Task goal>
Character for character, write out the data below.

── Dataset content ──

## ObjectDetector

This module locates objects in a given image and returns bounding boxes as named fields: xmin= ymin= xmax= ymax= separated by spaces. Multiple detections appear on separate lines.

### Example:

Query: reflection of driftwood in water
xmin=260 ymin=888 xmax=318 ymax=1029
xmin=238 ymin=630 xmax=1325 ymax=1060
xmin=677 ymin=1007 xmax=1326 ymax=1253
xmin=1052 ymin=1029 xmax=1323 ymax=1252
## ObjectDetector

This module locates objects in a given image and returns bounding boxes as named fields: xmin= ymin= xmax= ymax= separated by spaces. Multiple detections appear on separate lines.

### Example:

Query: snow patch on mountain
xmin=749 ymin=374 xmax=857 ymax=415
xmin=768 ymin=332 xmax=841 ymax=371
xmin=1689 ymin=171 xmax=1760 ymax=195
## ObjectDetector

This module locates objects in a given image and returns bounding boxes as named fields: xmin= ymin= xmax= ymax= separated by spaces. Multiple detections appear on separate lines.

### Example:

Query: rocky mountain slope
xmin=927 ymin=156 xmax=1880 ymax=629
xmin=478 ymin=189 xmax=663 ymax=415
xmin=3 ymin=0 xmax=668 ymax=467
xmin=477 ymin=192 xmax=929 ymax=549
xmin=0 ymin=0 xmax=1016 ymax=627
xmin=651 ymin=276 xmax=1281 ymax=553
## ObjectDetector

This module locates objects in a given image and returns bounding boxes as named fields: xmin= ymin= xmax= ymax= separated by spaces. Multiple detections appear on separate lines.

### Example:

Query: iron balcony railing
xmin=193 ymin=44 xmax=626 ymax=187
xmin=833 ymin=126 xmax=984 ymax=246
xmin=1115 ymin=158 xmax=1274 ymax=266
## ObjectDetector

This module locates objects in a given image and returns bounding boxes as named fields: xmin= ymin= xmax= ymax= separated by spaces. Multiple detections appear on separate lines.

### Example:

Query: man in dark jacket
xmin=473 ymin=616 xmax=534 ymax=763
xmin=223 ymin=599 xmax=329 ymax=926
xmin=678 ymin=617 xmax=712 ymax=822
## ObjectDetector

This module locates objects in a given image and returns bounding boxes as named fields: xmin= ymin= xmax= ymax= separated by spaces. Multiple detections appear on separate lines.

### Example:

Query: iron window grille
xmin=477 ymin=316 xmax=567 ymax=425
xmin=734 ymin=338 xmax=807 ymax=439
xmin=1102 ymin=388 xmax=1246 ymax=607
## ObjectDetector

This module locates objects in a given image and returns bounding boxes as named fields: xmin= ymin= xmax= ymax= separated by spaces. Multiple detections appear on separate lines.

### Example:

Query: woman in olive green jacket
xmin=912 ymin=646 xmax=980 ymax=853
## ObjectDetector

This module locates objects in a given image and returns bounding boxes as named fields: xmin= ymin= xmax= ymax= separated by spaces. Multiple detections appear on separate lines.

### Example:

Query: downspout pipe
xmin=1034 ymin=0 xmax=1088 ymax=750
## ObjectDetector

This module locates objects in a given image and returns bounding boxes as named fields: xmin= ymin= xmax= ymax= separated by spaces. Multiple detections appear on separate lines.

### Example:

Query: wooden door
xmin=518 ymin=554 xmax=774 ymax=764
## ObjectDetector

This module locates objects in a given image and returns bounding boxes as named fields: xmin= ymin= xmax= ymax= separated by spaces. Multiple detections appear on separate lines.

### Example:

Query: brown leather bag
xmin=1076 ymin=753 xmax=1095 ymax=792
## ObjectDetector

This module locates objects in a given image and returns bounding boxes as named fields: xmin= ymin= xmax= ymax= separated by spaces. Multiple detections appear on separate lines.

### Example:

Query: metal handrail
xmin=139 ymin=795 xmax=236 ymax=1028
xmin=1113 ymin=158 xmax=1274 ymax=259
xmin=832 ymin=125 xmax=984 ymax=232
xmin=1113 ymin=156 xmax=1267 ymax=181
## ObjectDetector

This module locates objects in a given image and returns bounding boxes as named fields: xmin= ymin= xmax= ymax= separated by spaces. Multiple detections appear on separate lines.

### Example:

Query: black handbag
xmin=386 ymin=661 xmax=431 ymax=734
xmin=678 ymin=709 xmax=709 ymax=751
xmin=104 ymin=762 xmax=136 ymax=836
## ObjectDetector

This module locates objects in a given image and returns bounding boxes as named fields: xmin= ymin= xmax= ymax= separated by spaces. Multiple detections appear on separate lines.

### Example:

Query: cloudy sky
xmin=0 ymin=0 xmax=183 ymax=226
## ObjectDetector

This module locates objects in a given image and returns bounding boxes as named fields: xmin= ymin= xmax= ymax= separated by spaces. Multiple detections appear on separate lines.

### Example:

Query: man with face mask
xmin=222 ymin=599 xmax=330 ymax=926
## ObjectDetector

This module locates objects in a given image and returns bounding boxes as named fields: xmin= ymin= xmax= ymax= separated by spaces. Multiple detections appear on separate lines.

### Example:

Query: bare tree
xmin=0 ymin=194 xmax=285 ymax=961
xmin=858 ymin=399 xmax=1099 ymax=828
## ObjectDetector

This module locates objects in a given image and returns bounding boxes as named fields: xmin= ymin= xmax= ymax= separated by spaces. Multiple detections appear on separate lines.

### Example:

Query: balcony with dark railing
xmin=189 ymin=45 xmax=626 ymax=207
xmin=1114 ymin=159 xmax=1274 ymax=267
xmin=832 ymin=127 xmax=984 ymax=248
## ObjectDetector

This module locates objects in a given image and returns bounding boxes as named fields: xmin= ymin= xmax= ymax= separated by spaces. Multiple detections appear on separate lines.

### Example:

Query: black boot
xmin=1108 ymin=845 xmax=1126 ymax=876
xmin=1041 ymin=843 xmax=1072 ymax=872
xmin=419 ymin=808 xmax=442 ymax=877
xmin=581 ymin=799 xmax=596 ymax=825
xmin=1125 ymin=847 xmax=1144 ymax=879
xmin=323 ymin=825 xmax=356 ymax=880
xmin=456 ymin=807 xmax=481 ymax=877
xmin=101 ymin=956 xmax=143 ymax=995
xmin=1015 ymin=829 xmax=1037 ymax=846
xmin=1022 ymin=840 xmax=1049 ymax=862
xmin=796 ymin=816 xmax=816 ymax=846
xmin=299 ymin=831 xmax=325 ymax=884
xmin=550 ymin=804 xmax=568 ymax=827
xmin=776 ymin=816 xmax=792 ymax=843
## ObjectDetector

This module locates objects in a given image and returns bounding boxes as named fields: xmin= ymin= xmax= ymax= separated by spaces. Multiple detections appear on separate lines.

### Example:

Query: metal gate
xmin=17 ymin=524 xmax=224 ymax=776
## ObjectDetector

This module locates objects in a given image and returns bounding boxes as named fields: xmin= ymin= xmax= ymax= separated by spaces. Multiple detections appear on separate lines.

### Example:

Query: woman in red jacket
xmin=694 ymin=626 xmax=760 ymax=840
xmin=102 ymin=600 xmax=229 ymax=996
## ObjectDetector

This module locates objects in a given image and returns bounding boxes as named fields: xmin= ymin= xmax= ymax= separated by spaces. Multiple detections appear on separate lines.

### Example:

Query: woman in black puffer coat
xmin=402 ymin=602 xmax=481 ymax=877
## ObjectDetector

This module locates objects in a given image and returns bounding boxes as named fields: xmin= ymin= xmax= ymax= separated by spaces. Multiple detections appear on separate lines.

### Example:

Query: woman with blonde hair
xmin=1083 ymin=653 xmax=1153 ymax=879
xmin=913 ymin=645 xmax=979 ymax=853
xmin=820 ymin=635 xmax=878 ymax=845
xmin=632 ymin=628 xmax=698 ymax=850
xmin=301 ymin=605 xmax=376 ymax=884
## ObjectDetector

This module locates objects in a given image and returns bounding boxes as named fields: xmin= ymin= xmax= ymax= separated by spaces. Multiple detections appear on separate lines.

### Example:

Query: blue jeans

───

Response>
## ObjectDetector

This module locates objects in a given image and returns bounding boxes as named fields: xmin= ymin= xmax= ymax= separated by spaces. Multiple detections appear on separate lines.

### Example:

Query: reflection of driftwood in water
xmin=260 ymin=888 xmax=318 ymax=1029
xmin=238 ymin=630 xmax=1325 ymax=1060
xmin=677 ymin=1007 xmax=1326 ymax=1253
xmin=1052 ymin=1029 xmax=1323 ymax=1252
## ObjectDetector

This module locates objects in a given image and returns bounding boxes as named fields: xmin= ymin= xmax= ymax= separated by spaces. Multiple detections appear on separate lines.

### Example:

Query: snow patch on mountain
xmin=749 ymin=374 xmax=857 ymax=415
xmin=768 ymin=332 xmax=841 ymax=371
xmin=1689 ymin=171 xmax=1760 ymax=195
## ObjectDetector

This module locates objects in a given image and returns bounding boxes as named fields: xmin= ymin= xmax= ymax= separated by spaces. Multiple detections appear on separate lines.

### Example:

Query: rocky mountain slope
xmin=927 ymin=156 xmax=1880 ymax=629
xmin=478 ymin=189 xmax=663 ymax=415
xmin=3 ymin=0 xmax=668 ymax=467
xmin=477 ymin=192 xmax=929 ymax=549
xmin=0 ymin=0 xmax=1016 ymax=627
xmin=651 ymin=276 xmax=1281 ymax=553
## ObjectDetector

This module locates objects in a given image and returns bounding boxes as named fields: xmin= ymin= xmax= ymax= separated by spaces. Multiple detections appear on separate lines.

### Example:

Query: iron balcony railing
xmin=193 ymin=44 xmax=626 ymax=187
xmin=833 ymin=126 xmax=984 ymax=246
xmin=1115 ymin=158 xmax=1274 ymax=266
## ObjectDetector

This module locates objects in a given image and returns bounding boxes as named fields: xmin= ymin= xmax= ymax= separated by spaces. Multiple detections appear on separate lines.

### Example:

Query: man in dark jacket
xmin=473 ymin=616 xmax=534 ymax=763
xmin=223 ymin=599 xmax=329 ymax=926
xmin=678 ymin=617 xmax=712 ymax=822
## ObjectDetector

This module locates objects in a given image and returns bounding boxes as named fields: xmin= ymin= xmax= ymax= separated by spaces. Multiple detections appear on separate lines.

### Example:

Query: iron window grille
xmin=477 ymin=316 xmax=567 ymax=425
xmin=734 ymin=338 xmax=807 ymax=439
xmin=1102 ymin=388 xmax=1246 ymax=607
## ObjectDetector

This module locates objects in a given image and returns bounding boxes as named fields: xmin= ymin= xmax= ymax= separated by spaces. Multiple detections appear on separate lines.

### Example:

Query: woman in olive green jacket
xmin=912 ymin=646 xmax=980 ymax=853
## ObjectDetector

This module locates objects in a given image and returns bounding boxes as named fields: xmin= ymin= xmax= ymax= separated by spaces. Multiple detections appear on separate lines.

### Example:

Query: downspout pipe
xmin=1034 ymin=0 xmax=1088 ymax=750
## ObjectDetector

This module locates objects in a given image and returns bounding boxes as named fields: xmin= ymin= xmax= ymax= separated by spaces. Multiple detections appear on separate lines.

### Example:

Query: wooden door
xmin=518 ymin=554 xmax=774 ymax=764
## ObjectDetector

This module locates objects in a given image and returns bounding boxes as named fields: xmin= ymin= xmax= ymax= separated by spaces. Multiple detections appear on separate lines.

### Example:

Query: brown leather bag
xmin=1076 ymin=753 xmax=1095 ymax=792
## ObjectDetector

This module locates objects in a given image and returns bounding boxes as named fields: xmin= ymin= xmax= ymax= separated by spaces. Multiple detections appear on separate lines.

### Example:

Query: metal handrail
xmin=139 ymin=795 xmax=236 ymax=1028
xmin=1113 ymin=158 xmax=1274 ymax=259
xmin=832 ymin=125 xmax=984 ymax=232
xmin=1113 ymin=156 xmax=1267 ymax=181
## ObjectDetector

This module locates objects in a given image and returns bounding boxes as named fields: xmin= ymin= xmax= ymax= separated by spaces. Multiple detections appear on separate lines.

### Example:

Query: black handbag
xmin=386 ymin=661 xmax=431 ymax=734
xmin=678 ymin=709 xmax=709 ymax=751
xmin=104 ymin=762 xmax=136 ymax=836
## ObjectDetector

This module locates objects in a given image and returns bounding boxes as named fields: xmin= ymin= xmax= ymax= separated by spaces. Multiple detections appear on separate lines.

### Example:

Query: cloudy sky
xmin=0 ymin=0 xmax=183 ymax=226
## ObjectDetector

This module locates objects in a given image and returns bounding boxes as named fields: xmin= ymin= xmax= ymax= separated by spaces. Multiple detections appear on separate lines.

### Example:

Query: man with face mask
xmin=222 ymin=599 xmax=330 ymax=926
## ObjectDetector

This module locates objects in a given image and returns bounding boxes as named fields: xmin= ymin= xmax= ymax= separated by spaces. Multiple detections appear on separate lines.

### Example:

Query: bare tree
xmin=0 ymin=194 xmax=285 ymax=961
xmin=858 ymin=399 xmax=1099 ymax=828
## ObjectDetector

This module locates objects in a given image and returns bounding boxes as named fields: xmin= ymin= xmax= ymax= separated by spaces. Multiple detections appear on separate lines.

### Example:

Query: balcony with dark railing
xmin=189 ymin=45 xmax=626 ymax=207
xmin=1114 ymin=159 xmax=1274 ymax=267
xmin=832 ymin=127 xmax=984 ymax=248
## ObjectDetector

This module locates objects in a given image and returns bounding boxes as named fields: xmin= ymin= xmax= ymax= separated by spaces. Multiple detections appear on separate lines.

### Example:

Query: black boot
xmin=1108 ymin=845 xmax=1126 ymax=876
xmin=1041 ymin=843 xmax=1072 ymax=872
xmin=419 ymin=808 xmax=442 ymax=877
xmin=581 ymin=799 xmax=596 ymax=825
xmin=1125 ymin=847 xmax=1144 ymax=879
xmin=323 ymin=825 xmax=356 ymax=880
xmin=456 ymin=807 xmax=481 ymax=877
xmin=101 ymin=956 xmax=143 ymax=995
xmin=1015 ymin=829 xmax=1037 ymax=846
xmin=1022 ymin=840 xmax=1049 ymax=862
xmin=796 ymin=816 xmax=816 ymax=846
xmin=299 ymin=831 xmax=325 ymax=884
xmin=550 ymin=804 xmax=568 ymax=827
xmin=776 ymin=816 xmax=792 ymax=843
## ObjectDetector

This module locates objects in a given image and returns bounding boxes as named fields: xmin= ymin= xmax= ymax= separated by spaces. Multiple detections appear on separate lines.

### Example:

Query: metal gate
xmin=17 ymin=524 xmax=224 ymax=776
## ObjectDetector

This module locates objects in a given image and returns bounding boxes as named fields: xmin= ymin= xmax= ymax= separated by spaces. Multiple detections appear on separate lines.

### Example:

Query: woman in red jacket
xmin=694 ymin=626 xmax=760 ymax=840
xmin=102 ymin=600 xmax=229 ymax=996
## ObjectDetector

This module locates objects in a given image and returns bounding boxes as named fields: xmin= ymin= xmax= ymax= separated by spaces. Multiple detections appear on separate lines.

### Example:

Query: woman in black puffer coat
xmin=402 ymin=602 xmax=481 ymax=877
## ObjectDetector

This module locates objects in a given image and returns bounding boxes as named fields: xmin= ymin= xmax= ymax= separated by spaces. Multiple detections appear on separate lines.

### Example:

Query: woman with blonde hair
xmin=1083 ymin=653 xmax=1153 ymax=879
xmin=913 ymin=645 xmax=979 ymax=853
xmin=820 ymin=635 xmax=878 ymax=845
xmin=632 ymin=628 xmax=698 ymax=850
xmin=301 ymin=605 xmax=376 ymax=884
## ObjectDetector

This module locates objects in a given image and returns bounding boxes as named fields: xmin= ymin= xmax= ymax= separated by spaces. Multiple detections appear on separate lines.

### Example:

Query: blue jeans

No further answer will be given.